→ **PROMPT A**: In the project summary, how many parameters does the Bi-LSTM model have?

===== SELECTED PASSAGE

1. ✅ **Loaded and explored OULAD** - 32k students, 10M+ interactions
2. ✅ **Engineered procrastination features** - 8 behavioral indicators
3. ✅ **Created risk labels via K-Means** - Low/Medium/High clusters
4. ✅ **Validated temporal structure** - ACF/PACF analysis, stationarity test
5. ✅ **Generated sequences** - Converted clickstreams to LSTM-compatible format
6. ✅ **Built Bi-LSTM model** - 150k parameters, bidirectional architecture
7. ✅ **Trained with regularization** - Dropout, early stopping, best model checkpoint
8. ✅ **Evaluated performance** - Test accuracy, confusion matrix, classification report
9. ✅ **Saved artifacts** - Model, scaler, encoder, features for deployment

**This pre-trained model is ready for:**
- **Direct deployment:** Make predictions on new OULAD students
- **Transfer learning:** Fine-tune on local institutional data (ALU, ASSISTments, Canvas)
- **Multi-window training:** Create 3-day, 7-day, 14-day variants for your 1-week testing

**Next steps for YOUR capstone:**
1. Train 3-day and 7-day models (modify seq_len parameter)
2. Compare accuracy across different sequence lengths
3. Deploy 7-day model in your web platform
4. Collect behavioral data from ALU students during pilot test
5. Fine-tune model on local data (transfer learning)
6. Measure if transfer learning improves accuracy over pure OULAD model

**Model is ready for transfer learning with local institutional data!**

==========
===== INFORMATION SHOWN

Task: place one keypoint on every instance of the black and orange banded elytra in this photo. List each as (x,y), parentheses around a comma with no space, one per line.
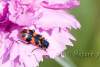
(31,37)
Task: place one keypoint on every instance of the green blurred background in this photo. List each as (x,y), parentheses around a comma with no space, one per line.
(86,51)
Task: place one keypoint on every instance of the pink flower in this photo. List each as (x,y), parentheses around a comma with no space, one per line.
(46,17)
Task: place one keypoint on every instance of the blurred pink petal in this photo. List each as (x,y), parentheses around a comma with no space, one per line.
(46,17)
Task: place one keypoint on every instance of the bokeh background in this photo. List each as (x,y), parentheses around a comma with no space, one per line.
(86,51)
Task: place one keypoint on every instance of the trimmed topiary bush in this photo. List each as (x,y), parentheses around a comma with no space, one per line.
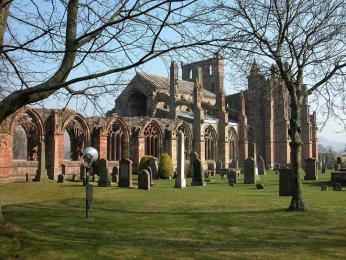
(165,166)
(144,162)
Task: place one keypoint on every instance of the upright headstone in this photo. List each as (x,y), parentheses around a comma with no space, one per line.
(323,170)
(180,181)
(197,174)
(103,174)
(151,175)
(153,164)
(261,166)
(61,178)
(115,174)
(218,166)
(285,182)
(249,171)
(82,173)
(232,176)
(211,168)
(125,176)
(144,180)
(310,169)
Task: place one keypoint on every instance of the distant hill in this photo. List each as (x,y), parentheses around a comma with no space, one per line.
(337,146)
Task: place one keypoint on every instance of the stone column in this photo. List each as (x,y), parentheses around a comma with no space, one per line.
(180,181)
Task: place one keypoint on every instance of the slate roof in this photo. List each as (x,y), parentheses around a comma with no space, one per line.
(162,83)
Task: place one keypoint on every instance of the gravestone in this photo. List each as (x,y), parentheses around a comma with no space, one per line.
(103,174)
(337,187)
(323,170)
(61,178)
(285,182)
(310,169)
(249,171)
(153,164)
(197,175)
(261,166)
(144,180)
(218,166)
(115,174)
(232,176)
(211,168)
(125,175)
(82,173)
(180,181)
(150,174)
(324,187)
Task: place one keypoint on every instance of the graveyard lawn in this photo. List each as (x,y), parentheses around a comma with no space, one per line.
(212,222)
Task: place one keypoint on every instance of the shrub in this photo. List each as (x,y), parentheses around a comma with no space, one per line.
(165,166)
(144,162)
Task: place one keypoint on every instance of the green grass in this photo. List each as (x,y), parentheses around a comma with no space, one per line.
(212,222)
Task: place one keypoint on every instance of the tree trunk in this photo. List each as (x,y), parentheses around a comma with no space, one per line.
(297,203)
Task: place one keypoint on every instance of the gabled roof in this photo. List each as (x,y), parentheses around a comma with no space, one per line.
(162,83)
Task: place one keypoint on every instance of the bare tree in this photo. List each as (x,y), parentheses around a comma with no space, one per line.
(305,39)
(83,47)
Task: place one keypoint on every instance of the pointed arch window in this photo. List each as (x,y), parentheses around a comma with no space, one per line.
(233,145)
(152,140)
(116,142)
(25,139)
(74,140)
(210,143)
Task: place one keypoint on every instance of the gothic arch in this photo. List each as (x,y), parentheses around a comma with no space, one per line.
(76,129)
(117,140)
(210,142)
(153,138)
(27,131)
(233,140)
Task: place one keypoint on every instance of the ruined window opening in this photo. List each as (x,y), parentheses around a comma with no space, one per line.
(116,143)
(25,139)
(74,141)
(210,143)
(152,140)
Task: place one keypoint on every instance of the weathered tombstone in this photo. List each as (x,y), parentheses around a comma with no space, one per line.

==========
===== INFORMATION SHOWN

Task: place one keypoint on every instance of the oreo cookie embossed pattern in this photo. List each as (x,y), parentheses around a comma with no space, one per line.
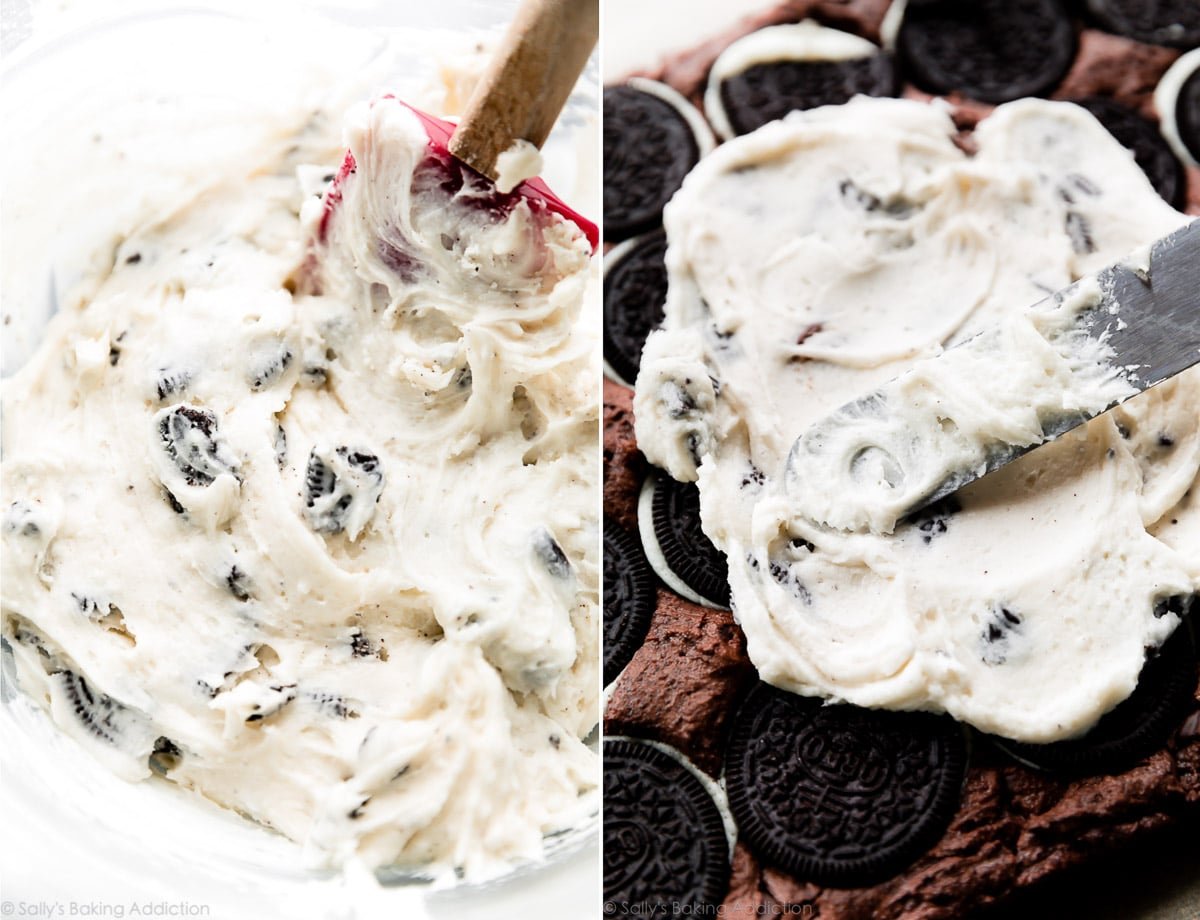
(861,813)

==========

→ **PROMPT B**: Pull out every line of the records that contains the word "background", matching case exactly.

→ **COMPLETE ANSWER A**: The Bi-LSTM model has 150k parameters.

→ **COMPLETE ANSWER B**:
Task: place one keypoint on every instance of the green blurred background in this photo. List each as (x,y), parentheses around a comma with no space, one per line.
Task: place one keypoint on every instance of the bokeh background in this photo. List each as (x,y), parentheses around a comma with no space, one per line.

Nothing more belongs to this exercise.